_YOUR ASSIGNMENT_
Pictures aside, repeat the listing below exactly.

_GIVEN ENTRIES_
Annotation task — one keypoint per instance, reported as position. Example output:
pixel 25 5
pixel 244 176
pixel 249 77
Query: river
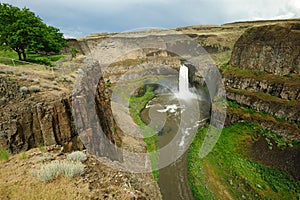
pixel 171 117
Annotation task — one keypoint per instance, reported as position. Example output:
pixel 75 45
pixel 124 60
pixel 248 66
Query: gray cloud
pixel 82 17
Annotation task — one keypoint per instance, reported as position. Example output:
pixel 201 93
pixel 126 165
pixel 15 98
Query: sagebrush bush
pixel 34 88
pixel 50 171
pixel 23 89
pixel 4 154
pixel 77 156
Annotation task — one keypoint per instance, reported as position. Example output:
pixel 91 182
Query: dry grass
pixel 17 182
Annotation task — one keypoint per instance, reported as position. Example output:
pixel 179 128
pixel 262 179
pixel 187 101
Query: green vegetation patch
pixel 229 71
pixel 228 172
pixel 4 154
pixel 136 105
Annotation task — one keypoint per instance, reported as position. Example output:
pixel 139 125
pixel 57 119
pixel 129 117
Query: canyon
pixel 259 63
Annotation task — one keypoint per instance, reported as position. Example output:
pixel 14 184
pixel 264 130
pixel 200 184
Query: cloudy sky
pixel 77 18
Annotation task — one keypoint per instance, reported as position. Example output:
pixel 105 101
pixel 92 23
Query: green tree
pixel 23 31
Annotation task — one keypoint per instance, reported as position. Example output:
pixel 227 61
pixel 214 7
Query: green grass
pixel 23 156
pixel 256 113
pixel 229 71
pixel 4 154
pixel 136 105
pixel 33 58
pixel 228 167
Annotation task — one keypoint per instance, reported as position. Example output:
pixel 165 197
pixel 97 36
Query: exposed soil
pixel 286 159
pixel 97 182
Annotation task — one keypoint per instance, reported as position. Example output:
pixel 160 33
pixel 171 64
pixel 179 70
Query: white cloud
pixel 82 17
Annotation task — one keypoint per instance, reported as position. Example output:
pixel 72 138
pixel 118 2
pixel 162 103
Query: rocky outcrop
pixel 287 90
pixel 271 48
pixel 280 109
pixel 30 119
pixel 92 113
pixel 31 124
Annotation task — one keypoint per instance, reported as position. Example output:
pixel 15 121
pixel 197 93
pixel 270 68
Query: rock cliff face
pixel 270 48
pixel 264 76
pixel 30 119
pixel 93 115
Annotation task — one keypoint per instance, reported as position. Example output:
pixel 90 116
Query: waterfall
pixel 183 80
pixel 183 84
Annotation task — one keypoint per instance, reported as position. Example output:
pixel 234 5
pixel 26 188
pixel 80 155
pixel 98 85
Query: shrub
pixel 50 171
pixel 23 89
pixel 34 88
pixel 23 156
pixel 44 158
pixel 4 154
pixel 74 52
pixel 77 156
pixel 42 61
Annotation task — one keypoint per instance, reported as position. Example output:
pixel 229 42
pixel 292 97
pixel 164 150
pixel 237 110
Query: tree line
pixel 22 31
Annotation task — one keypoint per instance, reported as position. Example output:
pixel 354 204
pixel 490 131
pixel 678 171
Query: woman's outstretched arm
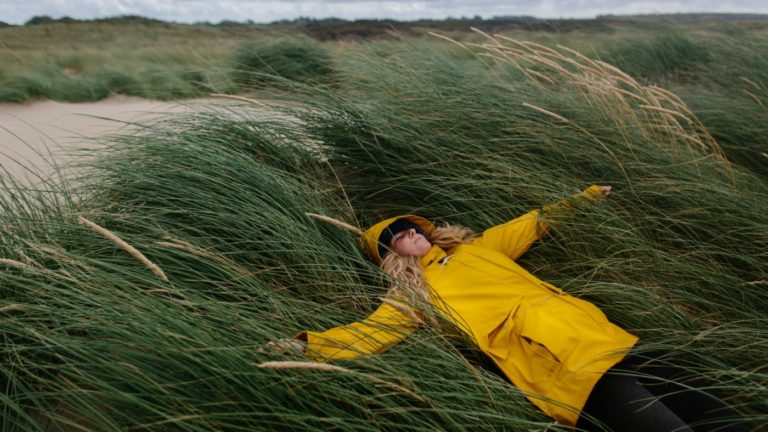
pixel 392 322
pixel 515 237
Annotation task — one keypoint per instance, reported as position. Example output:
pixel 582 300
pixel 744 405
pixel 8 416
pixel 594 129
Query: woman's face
pixel 410 243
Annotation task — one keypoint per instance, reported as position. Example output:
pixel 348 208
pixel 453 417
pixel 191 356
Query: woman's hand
pixel 284 346
pixel 604 192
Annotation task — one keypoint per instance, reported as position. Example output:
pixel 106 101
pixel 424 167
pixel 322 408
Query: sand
pixel 35 136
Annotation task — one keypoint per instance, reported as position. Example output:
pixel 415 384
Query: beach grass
pixel 473 131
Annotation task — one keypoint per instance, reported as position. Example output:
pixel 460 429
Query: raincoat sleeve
pixel 515 237
pixel 392 322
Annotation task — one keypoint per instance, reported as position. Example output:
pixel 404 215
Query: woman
pixel 554 347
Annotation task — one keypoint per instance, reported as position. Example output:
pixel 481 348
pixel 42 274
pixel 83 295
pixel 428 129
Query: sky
pixel 190 11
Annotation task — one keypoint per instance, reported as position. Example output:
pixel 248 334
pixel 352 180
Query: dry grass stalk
pixel 476 30
pixel 619 74
pixel 438 35
pixel 549 113
pixel 178 244
pixel 667 111
pixel 630 94
pixel 239 98
pixel 124 246
pixel 402 308
pixel 752 95
pixel 13 308
pixel 302 365
pixel 333 368
pixel 750 82
pixel 579 55
pixel 338 223
pixel 542 77
pixel 13 263
pixel 543 50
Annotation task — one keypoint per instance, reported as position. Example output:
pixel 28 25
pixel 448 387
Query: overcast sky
pixel 19 11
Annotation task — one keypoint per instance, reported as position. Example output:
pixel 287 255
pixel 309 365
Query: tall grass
pixel 474 134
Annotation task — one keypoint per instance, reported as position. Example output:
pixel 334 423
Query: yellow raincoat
pixel 552 346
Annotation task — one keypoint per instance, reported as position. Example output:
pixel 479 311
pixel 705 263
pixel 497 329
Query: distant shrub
pixel 119 81
pixel 297 59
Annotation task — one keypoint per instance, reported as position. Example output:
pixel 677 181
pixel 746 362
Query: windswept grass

_SOLUTION BELOW_
Annotation task — one keypoint per instance, reported as position. Example output:
pixel 25 5
pixel 244 176
pixel 249 77
Query: river
pixel 171 117
Annotation task — one keypoint per instance, reported as position. Example output:
pixel 75 45
pixel 124 60
pixel 248 66
Query: gray cloud
pixel 82 17
Annotation task — one keypoint per instance, reported as position. Example output:
pixel 201 93
pixel 126 165
pixel 15 98
Query: sagebrush bush
pixel 34 88
pixel 50 171
pixel 23 89
pixel 4 154
pixel 77 156
Annotation task — one keypoint per instance, reported as position. Example output:
pixel 91 182
Query: dry grass
pixel 17 182
Annotation task — one keypoint per instance, reported as position. Example output:
pixel 179 128
pixel 262 179
pixel 187 101
Query: green vegetation patch
pixel 229 71
pixel 228 172
pixel 4 154
pixel 136 105
Annotation task — one keypoint per instance, reported as position. Example output:
pixel 139 125
pixel 57 119
pixel 129 117
Query: canyon
pixel 259 63
Annotation task — one keypoint per instance, reported as position. Example output:
pixel 14 184
pixel 264 130
pixel 200 184
Query: cloudy sky
pixel 77 18
Annotation task — one keypoint per instance, reported as position. Example output:
pixel 105 101
pixel 92 23
Query: green tree
pixel 23 31
Annotation task — one keypoint per instance, reported as position. Example output:
pixel 227 61
pixel 214 7
Query: green grass
pixel 23 156
pixel 256 113
pixel 229 71
pixel 4 154
pixel 136 105
pixel 33 58
pixel 228 167
Annotation task — one keypoint per instance, reported as position. Example output:
pixel 165 197
pixel 97 36
Query: exposed soil
pixel 286 159
pixel 97 182
Annotation task — one keypoint per instance, reported as position. Example output:
pixel 160 33
pixel 171 64
pixel 179 70
Query: white cloud
pixel 82 17
Annotation task — one keypoint per instance, reported as position. Example output:
pixel 72 138
pixel 118 2
pixel 162 103
Query: rocky outcrop
pixel 287 90
pixel 271 48
pixel 280 109
pixel 30 119
pixel 92 113
pixel 31 124
Annotation task — one keypoint per instance, reported as position. Example output:
pixel 15 121
pixel 197 93
pixel 270 68
Query: rock cliff face
pixel 270 48
pixel 264 76
pixel 30 119
pixel 93 115
Annotation task — one keypoint per instance, reported as position. Example output:
pixel 90 116
Query: waterfall
pixel 183 80
pixel 183 84
Annotation task — one keypoint per instance, reported as position. Example output:
pixel 234 5
pixel 26 188
pixel 80 155
pixel 98 85
Query: shrub
pixel 50 171
pixel 23 89
pixel 34 88
pixel 23 156
pixel 44 158
pixel 4 154
pixel 74 52
pixel 77 156
pixel 42 61
Annotation task — one keypoint per instance, reported as position. Example output:
pixel 229 42
pixel 292 97
pixel 164 150
pixel 237 110
Query: tree line
pixel 22 31
Annotation task — one keypoint per instance, reported as position. Example output:
pixel 354 204
pixel 490 131
pixel 678 171
Query: woman's outstretched arm
pixel 392 322
pixel 515 237
Annotation task — one keypoint per instance, reported as position. Example output:
pixel 582 300
pixel 744 405
pixel 8 416
pixel 594 129
Query: woman's face
pixel 410 243
Annotation task — one keypoint per instance, reported as position. Example output:
pixel 348 208
pixel 453 417
pixel 191 356
Query: woman's hand
pixel 284 346
pixel 604 192
Annotation task — one keypoint per instance, reported as position. Example output:
pixel 106 101
pixel 424 167
pixel 322 408
Query: sand
pixel 35 136
Annotation task — one keypoint per instance, reported as position. Example output:
pixel 415 384
Query: beach grass
pixel 473 131
Annotation task — one keypoint per instance, reported as position. Example output:
pixel 460 429
Query: raincoat sleeve
pixel 515 237
pixel 392 322
Annotation task — one keypoint per instance, reported as position. Example output:
pixel 404 215
Query: woman
pixel 554 347
Annotation task — one keypoint per instance, reported as position. Example output:
pixel 481 348
pixel 42 274
pixel 83 295
pixel 428 129
Query: sky
pixel 190 11
Annotation task — one keypoint per instance, reported as position. Example output:
pixel 248 334
pixel 352 180
Query: dry grass stalk
pixel 476 30
pixel 619 74
pixel 438 35
pixel 549 113
pixel 178 244
pixel 667 111
pixel 630 94
pixel 239 98
pixel 124 246
pixel 402 308
pixel 752 95
pixel 13 308
pixel 302 365
pixel 333 368
pixel 750 82
pixel 579 55
pixel 338 223
pixel 542 77
pixel 13 263
pixel 543 50
Annotation task — one keypoint per instance, reported as position. Example output:
pixel 28 25
pixel 448 387
Query: overcast sky
pixel 19 11
Annotation task — one keypoint per instance, reported as position. Example output:
pixel 287 255
pixel 309 365
Query: tall grass
pixel 474 134
Annotation task — one keypoint per instance, reported as position. Example output:
pixel 334 423
Query: yellow raincoat
pixel 552 346
Annotation task — one keypoint per instance, reported as position. Example output:
pixel 479 311
pixel 705 263
pixel 497 329
Query: distant shrub
pixel 119 81
pixel 297 59
Annotation task — one keypoint per instance, reported as position. Example output:
pixel 677 181
pixel 746 362
Query: windswept grass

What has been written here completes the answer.